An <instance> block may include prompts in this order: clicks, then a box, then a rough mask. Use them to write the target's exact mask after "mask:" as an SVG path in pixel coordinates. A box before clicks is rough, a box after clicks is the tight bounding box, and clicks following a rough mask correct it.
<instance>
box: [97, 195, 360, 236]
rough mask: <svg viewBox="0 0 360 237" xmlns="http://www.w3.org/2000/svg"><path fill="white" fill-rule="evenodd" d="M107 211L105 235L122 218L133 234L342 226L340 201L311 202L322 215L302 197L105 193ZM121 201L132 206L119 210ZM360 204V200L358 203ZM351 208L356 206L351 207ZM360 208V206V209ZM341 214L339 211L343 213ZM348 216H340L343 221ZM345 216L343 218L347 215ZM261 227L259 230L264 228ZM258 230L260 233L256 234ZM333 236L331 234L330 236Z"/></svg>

***

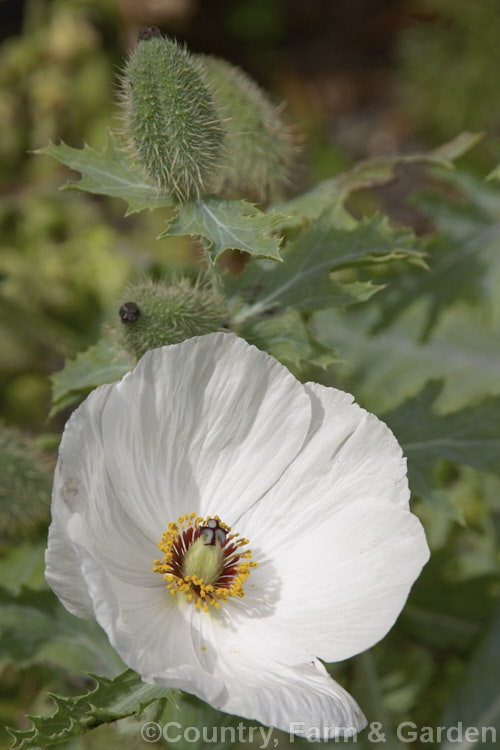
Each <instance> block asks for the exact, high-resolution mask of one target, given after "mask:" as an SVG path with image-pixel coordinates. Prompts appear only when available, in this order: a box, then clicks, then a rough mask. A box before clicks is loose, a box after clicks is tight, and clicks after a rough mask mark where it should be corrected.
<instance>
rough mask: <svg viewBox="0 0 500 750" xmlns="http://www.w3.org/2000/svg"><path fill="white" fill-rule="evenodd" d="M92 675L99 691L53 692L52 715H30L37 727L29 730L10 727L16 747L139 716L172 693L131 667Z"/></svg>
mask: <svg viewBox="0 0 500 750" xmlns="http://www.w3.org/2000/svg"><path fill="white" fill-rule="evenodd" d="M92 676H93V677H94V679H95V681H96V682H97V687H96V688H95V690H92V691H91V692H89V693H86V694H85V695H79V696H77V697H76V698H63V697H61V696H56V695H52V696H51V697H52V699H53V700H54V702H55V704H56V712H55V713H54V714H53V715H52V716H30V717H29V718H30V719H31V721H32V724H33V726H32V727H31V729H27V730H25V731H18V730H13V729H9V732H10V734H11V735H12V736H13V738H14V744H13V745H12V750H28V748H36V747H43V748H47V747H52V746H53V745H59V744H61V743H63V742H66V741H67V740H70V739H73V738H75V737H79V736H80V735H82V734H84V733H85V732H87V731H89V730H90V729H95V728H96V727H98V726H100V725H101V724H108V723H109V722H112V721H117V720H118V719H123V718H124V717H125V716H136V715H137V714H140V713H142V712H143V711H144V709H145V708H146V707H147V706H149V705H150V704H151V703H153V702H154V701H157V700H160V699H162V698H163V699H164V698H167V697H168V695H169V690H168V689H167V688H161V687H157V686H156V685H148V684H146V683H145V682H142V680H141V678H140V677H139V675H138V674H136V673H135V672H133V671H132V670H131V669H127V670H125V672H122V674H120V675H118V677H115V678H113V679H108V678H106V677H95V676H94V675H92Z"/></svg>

***

Go through the material line by line. Show each line that contains the string "then".

Exercise response:
An <instance> block may include prompts in this order: clicks, then a box, then a rough mask. Use them to write the target's exact mask after "mask:" as an SVG path in pixel coordinates. A box before clicks is rough, a box after clicks is the tight bounding box, and clicks following a rough mask correct it.
Each <instance> block asks for the exact, high-resolution mask of one target, given after "mask:" as an SVG path with image-pixel coordinates. Prompts appear only when available, in this order: a box, then clicks, then a rough mask. A box before clicks is loose, a box after clicks is tight, and clicks after a rough mask mark where it should be corrected.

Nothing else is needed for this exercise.